EXTRACTED MATERIAL –
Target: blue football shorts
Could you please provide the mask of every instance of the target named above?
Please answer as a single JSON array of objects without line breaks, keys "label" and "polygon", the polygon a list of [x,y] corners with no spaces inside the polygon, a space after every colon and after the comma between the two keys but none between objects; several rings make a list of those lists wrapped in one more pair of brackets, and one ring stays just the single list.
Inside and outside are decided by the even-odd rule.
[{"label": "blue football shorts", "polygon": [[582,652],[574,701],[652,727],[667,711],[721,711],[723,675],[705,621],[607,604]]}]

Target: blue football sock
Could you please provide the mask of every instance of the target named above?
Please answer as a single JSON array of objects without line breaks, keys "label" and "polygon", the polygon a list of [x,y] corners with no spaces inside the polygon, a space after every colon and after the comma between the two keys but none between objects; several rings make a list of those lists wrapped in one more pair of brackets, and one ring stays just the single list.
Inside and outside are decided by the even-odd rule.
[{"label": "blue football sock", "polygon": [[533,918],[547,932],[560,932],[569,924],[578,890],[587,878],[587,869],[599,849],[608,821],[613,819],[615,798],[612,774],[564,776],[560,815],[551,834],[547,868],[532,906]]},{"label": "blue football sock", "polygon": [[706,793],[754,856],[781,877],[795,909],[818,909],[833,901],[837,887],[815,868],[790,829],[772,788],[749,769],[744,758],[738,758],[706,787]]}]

STATED PROBLEM – Rewrite all the entries above as one numbered list, one line per number, leaving out blank lines.

SOLUTION FOR THIS PROBLEM –
1. Target: blue football shorts
2. Could you please provide the mask of every instance of the target named above?
3. Please answer as a single JSON array of objects without line breaks, keys "label" and "polygon", the polygon a list of [x,y] corners with no spaces inside the polygon, a space after every colon and after the comma between the two keys but none between objects; several rings make a list of those lists wrapped in one more pair of brackets, and one ring stays just the single list.
4. Inside and outside are decided by the even-odd rule.
5. [{"label": "blue football shorts", "polygon": [[582,652],[574,701],[652,727],[667,711],[721,711],[723,675],[705,621],[607,604]]}]
6. Target: blue football sock
7. Could you please provide the mask of every instance of the target named above?
8. Please answer as a single JSON array of objects without line breaks, keys "label" and "polygon", the polygon a list of [x,y] corners with no spaces inside the polygon, a space after every colon and after the comma between the two keys but none between objects; several rings make a list of those lists wrapped in one more pair of brackets, and one ring stays just the single list.
9. Inside and outside are decided by the even-odd rule.
10. [{"label": "blue football sock", "polygon": [[533,918],[547,932],[560,932],[569,924],[578,890],[587,878],[587,869],[599,849],[608,821],[613,819],[615,798],[612,774],[564,776],[560,815],[551,834],[547,868],[532,906]]},{"label": "blue football sock", "polygon": [[706,793],[754,856],[781,877],[795,909],[818,909],[833,901],[837,887],[815,868],[790,829],[772,788],[749,769],[744,758],[738,758],[706,787]]}]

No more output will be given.